What you should do: Please repeat all of the records, keeping every word unchanged.

Given information:
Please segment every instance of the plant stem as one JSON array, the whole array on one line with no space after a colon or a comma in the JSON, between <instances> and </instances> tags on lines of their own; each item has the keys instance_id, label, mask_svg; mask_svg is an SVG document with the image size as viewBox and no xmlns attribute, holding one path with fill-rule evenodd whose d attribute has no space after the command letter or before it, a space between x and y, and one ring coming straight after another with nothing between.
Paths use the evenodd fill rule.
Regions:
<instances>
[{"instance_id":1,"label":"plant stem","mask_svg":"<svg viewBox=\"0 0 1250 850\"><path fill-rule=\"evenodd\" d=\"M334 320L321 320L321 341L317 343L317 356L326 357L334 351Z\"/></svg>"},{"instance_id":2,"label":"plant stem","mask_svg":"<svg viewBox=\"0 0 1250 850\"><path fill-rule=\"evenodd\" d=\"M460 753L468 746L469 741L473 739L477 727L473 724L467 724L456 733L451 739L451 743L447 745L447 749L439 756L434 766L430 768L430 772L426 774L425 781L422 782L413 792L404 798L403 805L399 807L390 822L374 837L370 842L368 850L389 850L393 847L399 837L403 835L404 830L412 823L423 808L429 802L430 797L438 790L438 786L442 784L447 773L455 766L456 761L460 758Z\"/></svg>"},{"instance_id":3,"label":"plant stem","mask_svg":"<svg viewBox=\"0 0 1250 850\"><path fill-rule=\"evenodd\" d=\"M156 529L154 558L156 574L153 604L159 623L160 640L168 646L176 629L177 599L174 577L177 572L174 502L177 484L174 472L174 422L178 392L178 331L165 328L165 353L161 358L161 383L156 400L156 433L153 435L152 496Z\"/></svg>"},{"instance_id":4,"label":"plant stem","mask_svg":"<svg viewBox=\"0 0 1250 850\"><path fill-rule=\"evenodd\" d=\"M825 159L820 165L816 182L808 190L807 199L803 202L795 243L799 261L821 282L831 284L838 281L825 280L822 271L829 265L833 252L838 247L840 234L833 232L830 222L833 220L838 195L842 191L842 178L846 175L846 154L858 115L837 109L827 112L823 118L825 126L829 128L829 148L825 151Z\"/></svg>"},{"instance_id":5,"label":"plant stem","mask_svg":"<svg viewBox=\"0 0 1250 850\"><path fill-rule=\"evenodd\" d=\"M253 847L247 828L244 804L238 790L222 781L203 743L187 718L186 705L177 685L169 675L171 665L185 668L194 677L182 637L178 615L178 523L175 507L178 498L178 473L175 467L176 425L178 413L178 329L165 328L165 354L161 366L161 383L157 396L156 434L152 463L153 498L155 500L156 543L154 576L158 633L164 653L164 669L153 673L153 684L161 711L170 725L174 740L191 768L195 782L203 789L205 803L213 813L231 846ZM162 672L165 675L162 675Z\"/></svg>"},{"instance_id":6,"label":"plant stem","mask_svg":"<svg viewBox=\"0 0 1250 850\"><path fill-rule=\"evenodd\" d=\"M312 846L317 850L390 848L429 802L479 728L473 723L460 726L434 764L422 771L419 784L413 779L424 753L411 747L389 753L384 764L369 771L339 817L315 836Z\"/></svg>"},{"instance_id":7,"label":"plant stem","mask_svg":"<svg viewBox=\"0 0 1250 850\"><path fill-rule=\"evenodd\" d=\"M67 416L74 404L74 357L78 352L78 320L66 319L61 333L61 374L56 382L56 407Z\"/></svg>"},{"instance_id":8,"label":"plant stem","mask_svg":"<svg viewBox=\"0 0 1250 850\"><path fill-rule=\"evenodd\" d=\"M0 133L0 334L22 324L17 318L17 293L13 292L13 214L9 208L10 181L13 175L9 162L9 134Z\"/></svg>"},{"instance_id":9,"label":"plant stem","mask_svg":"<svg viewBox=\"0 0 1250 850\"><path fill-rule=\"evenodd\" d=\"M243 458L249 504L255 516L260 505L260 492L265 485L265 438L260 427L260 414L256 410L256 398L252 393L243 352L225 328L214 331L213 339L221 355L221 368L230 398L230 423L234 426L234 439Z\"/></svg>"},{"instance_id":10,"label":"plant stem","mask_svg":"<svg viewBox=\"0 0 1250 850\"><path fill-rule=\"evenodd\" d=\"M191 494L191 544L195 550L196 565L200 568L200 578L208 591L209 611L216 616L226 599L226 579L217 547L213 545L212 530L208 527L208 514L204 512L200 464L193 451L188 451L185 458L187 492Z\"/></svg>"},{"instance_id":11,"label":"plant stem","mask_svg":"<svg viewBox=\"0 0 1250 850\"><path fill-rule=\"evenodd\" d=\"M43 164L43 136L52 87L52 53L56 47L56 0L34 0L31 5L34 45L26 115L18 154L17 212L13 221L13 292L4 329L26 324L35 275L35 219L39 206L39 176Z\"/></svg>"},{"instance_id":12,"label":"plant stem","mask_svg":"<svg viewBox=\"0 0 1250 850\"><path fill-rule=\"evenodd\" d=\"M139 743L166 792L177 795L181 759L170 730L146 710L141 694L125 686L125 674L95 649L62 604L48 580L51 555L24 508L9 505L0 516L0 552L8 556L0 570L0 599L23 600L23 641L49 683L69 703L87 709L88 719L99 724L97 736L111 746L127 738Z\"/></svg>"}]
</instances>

Expected output:
Please segment every instance of the plant stem as one JSON array, the whole array on one line with no space after a colon or a comma in the JSON, between <instances> and </instances> tags on lines of their own; each item has the keys instance_id, label, mask_svg; mask_svg is an SVG document with the image size as viewBox and no xmlns attribute, holding one path with fill-rule evenodd whose d attribute has no space after the command letter or before it, a space between x and y, and one ring coming straight after another with nothing between.
Paths use the evenodd fill rule.
Regions:
<instances>
[{"instance_id":1,"label":"plant stem","mask_svg":"<svg viewBox=\"0 0 1250 850\"><path fill-rule=\"evenodd\" d=\"M334 320L321 320L321 341L317 343L317 356L326 357L334 351Z\"/></svg>"},{"instance_id":2,"label":"plant stem","mask_svg":"<svg viewBox=\"0 0 1250 850\"><path fill-rule=\"evenodd\" d=\"M460 753L468 746L469 741L473 739L477 727L473 724L467 724L456 733L451 739L451 743L447 745L447 749L439 756L434 766L430 768L430 772L426 774L425 781L422 782L413 792L404 798L403 805L399 807L390 822L374 837L370 842L368 850L389 850L393 847L399 837L403 835L404 830L412 823L423 808L429 802L430 797L438 790L438 786L442 784L447 773L455 766L456 761L460 758Z\"/></svg>"},{"instance_id":3,"label":"plant stem","mask_svg":"<svg viewBox=\"0 0 1250 850\"><path fill-rule=\"evenodd\" d=\"M156 529L154 558L156 574L153 604L159 623L160 640L168 646L176 629L177 599L174 577L177 572L174 502L177 484L174 472L174 422L178 392L178 331L165 328L165 353L161 358L161 383L156 400L156 433L153 435L152 496Z\"/></svg>"},{"instance_id":4,"label":"plant stem","mask_svg":"<svg viewBox=\"0 0 1250 850\"><path fill-rule=\"evenodd\" d=\"M825 159L820 165L816 182L808 190L807 199L803 202L795 243L799 261L821 282L831 284L838 281L825 280L822 271L829 265L833 252L838 247L840 234L833 232L830 222L833 220L838 195L842 191L842 178L846 175L846 154L858 115L837 109L827 112L823 118L825 126L829 128L829 148L825 151Z\"/></svg>"},{"instance_id":5,"label":"plant stem","mask_svg":"<svg viewBox=\"0 0 1250 850\"><path fill-rule=\"evenodd\" d=\"M253 847L247 828L244 804L238 790L222 781L203 743L187 718L186 705L177 685L169 675L171 665L185 668L194 677L182 637L178 615L178 523L175 507L178 498L178 473L175 467L176 425L178 413L178 329L165 328L165 354L161 366L161 383L157 396L156 434L152 463L153 498L155 500L156 543L154 576L158 633L164 653L164 669L153 673L153 684L161 711L170 725L174 740L191 768L195 782L203 789L205 803L213 813L231 846ZM162 672L165 675L162 675Z\"/></svg>"},{"instance_id":6,"label":"plant stem","mask_svg":"<svg viewBox=\"0 0 1250 850\"><path fill-rule=\"evenodd\" d=\"M312 846L317 850L390 848L429 802L479 728L473 723L460 726L434 764L422 771L419 784L413 779L424 753L411 747L389 753L384 764L369 771L339 817L315 836Z\"/></svg>"},{"instance_id":7,"label":"plant stem","mask_svg":"<svg viewBox=\"0 0 1250 850\"><path fill-rule=\"evenodd\" d=\"M67 416L74 404L74 357L78 352L78 320L66 319L61 333L61 374L56 382L56 407Z\"/></svg>"},{"instance_id":8,"label":"plant stem","mask_svg":"<svg viewBox=\"0 0 1250 850\"><path fill-rule=\"evenodd\" d=\"M0 133L0 334L22 324L17 318L17 293L13 292L13 214L9 208L10 181L13 175L9 162L9 134Z\"/></svg>"},{"instance_id":9,"label":"plant stem","mask_svg":"<svg viewBox=\"0 0 1250 850\"><path fill-rule=\"evenodd\" d=\"M243 458L249 504L255 516L260 505L260 492L265 485L265 438L260 427L260 414L256 410L256 398L252 393L243 352L225 328L214 331L213 339L221 355L221 368L230 398L230 423L234 426L234 439Z\"/></svg>"},{"instance_id":10,"label":"plant stem","mask_svg":"<svg viewBox=\"0 0 1250 850\"><path fill-rule=\"evenodd\" d=\"M191 494L191 544L195 550L196 565L200 568L200 578L208 591L209 611L216 616L226 599L226 579L217 547L213 545L212 530L208 527L208 514L204 512L200 464L193 451L188 451L185 458L187 492Z\"/></svg>"},{"instance_id":11,"label":"plant stem","mask_svg":"<svg viewBox=\"0 0 1250 850\"><path fill-rule=\"evenodd\" d=\"M43 164L43 136L52 87L52 53L56 47L56 0L34 0L31 5L34 45L26 115L18 154L17 212L13 221L13 292L4 329L26 324L35 275L35 219L39 206L39 176Z\"/></svg>"},{"instance_id":12,"label":"plant stem","mask_svg":"<svg viewBox=\"0 0 1250 850\"><path fill-rule=\"evenodd\" d=\"M139 743L166 792L177 795L181 759L170 730L146 710L141 694L125 686L125 674L95 649L62 604L48 580L51 555L24 508L9 505L0 516L0 552L8 556L0 570L0 599L23 600L23 641L49 683L69 703L87 709L88 719L99 724L97 736L111 746L127 738Z\"/></svg>"}]
</instances>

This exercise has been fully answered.